** Assignment **
From the text about learning at PIPSA, list the four key variables that drive performance.

(Reading passage)

At Pipsa, learning is not a softhearted buzzword to make people feel better. It's a tough-minded strategy to make the business more competitive. That's why PIPSA's first Chief Learning Officer (CLO) came from the finance department, not human resources. In 1995 Raul Cicero, 41, became CLO to establish learning cells and create courses in leadership, conflict resolution, and teamwork. He began his career with the company in operations and became a member of the financial-planning staff.
"I'm not in the clouds," he says. "I have a real job with real problems."
If you come from HR, people think you just sit behind a desk. I've been on the front lines. That's critical if people are going to accept my role, which is not to teach but to create an environment where people want to learn."
How do you create an environment where people want to learn?
By linking what people learn to how the company performs. Cicero and CEO Villarreal have declared that learning cells should structure their activities around specific priorities. When learning cells meet, they focus on four agenda items: working (How can we work more efficiently so we can spend more time thinking?), learning (What have we learned in the last 30 days?), teaching (What new knowledge did we create and share?), and applying (How did we translate what we learned into becoming more competitive?). They also focus on how to affect the four key variables that drive performance: increasing speed, reducing downtime, raising the percentage of products that meet quality standards, and improving customer-satisfaction measures.

(End Reading passage)
(Record excerpts)

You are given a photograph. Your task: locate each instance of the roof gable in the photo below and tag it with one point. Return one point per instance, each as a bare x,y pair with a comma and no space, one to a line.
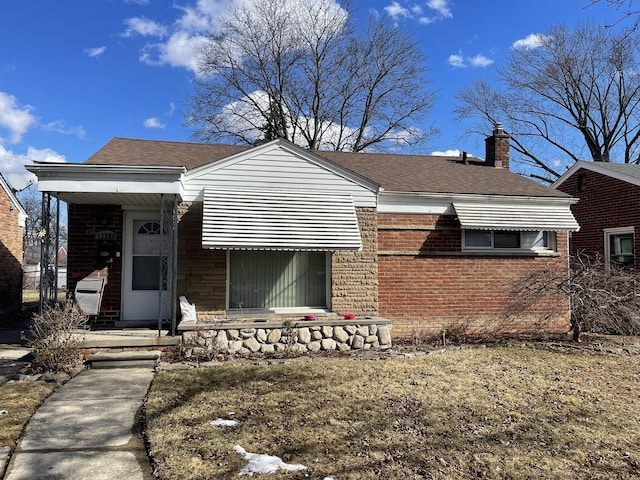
625,172
393,172
11,195
279,165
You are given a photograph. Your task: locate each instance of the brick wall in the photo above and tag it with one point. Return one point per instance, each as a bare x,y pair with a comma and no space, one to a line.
605,202
426,283
11,247
85,221
354,275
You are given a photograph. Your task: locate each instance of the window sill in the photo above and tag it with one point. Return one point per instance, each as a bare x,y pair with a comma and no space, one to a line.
474,253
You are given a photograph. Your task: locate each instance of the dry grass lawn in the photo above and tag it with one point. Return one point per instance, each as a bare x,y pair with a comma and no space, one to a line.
20,401
475,413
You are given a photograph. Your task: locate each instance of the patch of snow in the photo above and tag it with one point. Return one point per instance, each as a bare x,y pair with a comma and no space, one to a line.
258,463
221,422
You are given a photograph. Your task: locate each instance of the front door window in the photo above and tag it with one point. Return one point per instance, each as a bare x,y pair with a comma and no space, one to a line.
145,273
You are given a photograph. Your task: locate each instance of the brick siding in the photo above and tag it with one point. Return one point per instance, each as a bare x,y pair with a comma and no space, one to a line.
605,202
201,272
426,283
85,221
354,275
11,250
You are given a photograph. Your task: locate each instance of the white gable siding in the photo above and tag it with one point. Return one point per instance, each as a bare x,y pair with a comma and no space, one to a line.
278,169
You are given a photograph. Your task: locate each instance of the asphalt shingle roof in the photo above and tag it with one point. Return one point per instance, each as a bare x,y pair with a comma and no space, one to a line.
394,172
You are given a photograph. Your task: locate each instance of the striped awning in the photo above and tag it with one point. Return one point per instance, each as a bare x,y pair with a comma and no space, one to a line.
279,220
522,217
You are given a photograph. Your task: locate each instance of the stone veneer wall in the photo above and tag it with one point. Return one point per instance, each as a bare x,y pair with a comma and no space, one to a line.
202,340
354,275
202,273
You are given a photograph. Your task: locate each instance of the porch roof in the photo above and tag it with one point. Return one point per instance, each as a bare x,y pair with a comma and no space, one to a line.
109,184
270,219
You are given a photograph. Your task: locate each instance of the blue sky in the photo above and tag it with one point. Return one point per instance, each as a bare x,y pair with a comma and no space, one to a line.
76,73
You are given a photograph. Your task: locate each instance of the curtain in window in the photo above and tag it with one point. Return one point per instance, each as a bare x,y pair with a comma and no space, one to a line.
277,279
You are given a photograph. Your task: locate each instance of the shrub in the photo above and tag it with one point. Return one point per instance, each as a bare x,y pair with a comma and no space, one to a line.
53,337
603,300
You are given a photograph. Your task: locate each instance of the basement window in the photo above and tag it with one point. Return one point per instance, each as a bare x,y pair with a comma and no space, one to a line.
508,240
619,247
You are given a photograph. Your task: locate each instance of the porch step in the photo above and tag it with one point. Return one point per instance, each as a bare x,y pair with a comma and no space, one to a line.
147,358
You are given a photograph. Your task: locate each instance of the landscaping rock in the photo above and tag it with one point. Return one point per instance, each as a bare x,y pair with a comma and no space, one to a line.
274,335
358,342
340,335
384,335
251,344
304,335
328,344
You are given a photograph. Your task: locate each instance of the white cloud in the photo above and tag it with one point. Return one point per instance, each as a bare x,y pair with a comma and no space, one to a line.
186,34
95,52
59,126
153,122
439,9
144,27
480,61
440,6
458,60
181,50
14,118
531,41
396,10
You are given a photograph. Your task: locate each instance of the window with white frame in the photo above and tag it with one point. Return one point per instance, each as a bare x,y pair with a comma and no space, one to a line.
508,240
268,279
619,247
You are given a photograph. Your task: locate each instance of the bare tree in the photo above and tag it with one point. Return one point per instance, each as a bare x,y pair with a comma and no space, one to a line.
573,95
301,71
626,9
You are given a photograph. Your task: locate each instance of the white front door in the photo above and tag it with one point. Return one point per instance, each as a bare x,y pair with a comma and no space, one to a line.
142,264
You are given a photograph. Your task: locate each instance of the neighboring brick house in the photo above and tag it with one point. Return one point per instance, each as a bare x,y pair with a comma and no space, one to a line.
429,242
608,210
12,222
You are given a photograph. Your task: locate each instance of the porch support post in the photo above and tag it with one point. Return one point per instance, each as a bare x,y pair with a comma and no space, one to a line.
49,232
174,267
162,264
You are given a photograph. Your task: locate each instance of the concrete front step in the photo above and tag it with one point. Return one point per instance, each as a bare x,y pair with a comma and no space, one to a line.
133,359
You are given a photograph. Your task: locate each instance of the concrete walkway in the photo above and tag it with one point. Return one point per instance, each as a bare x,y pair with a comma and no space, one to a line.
87,429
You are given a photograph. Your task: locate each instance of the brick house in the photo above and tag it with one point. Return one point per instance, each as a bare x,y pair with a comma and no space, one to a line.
12,221
427,242
608,209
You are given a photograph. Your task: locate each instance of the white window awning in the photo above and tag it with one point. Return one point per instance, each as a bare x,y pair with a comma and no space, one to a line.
522,217
279,220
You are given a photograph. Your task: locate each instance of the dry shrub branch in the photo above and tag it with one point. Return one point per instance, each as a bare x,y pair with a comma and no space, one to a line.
53,337
603,300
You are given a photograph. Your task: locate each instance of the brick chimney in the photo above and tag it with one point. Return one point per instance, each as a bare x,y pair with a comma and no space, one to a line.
497,148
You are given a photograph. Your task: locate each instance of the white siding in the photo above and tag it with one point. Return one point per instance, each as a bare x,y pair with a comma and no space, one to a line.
279,169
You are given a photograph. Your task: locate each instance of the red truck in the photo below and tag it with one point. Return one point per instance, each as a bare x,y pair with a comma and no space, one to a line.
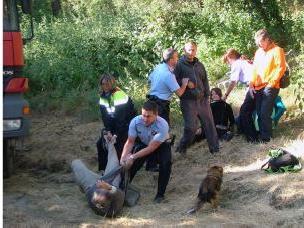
16,110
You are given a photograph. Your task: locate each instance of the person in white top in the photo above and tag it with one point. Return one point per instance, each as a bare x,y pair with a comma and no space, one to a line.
241,69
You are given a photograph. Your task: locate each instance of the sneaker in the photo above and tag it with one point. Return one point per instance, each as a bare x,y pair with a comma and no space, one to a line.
158,199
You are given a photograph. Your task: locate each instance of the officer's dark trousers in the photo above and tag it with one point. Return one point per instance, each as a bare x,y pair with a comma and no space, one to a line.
245,118
264,105
164,112
163,154
192,110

(End Record excerpts)

** Exercise solution **
- Increasing speed
- Reducing downtime
- Raising the percentage of products that meet quality standards
- Improving customer-satisfaction measures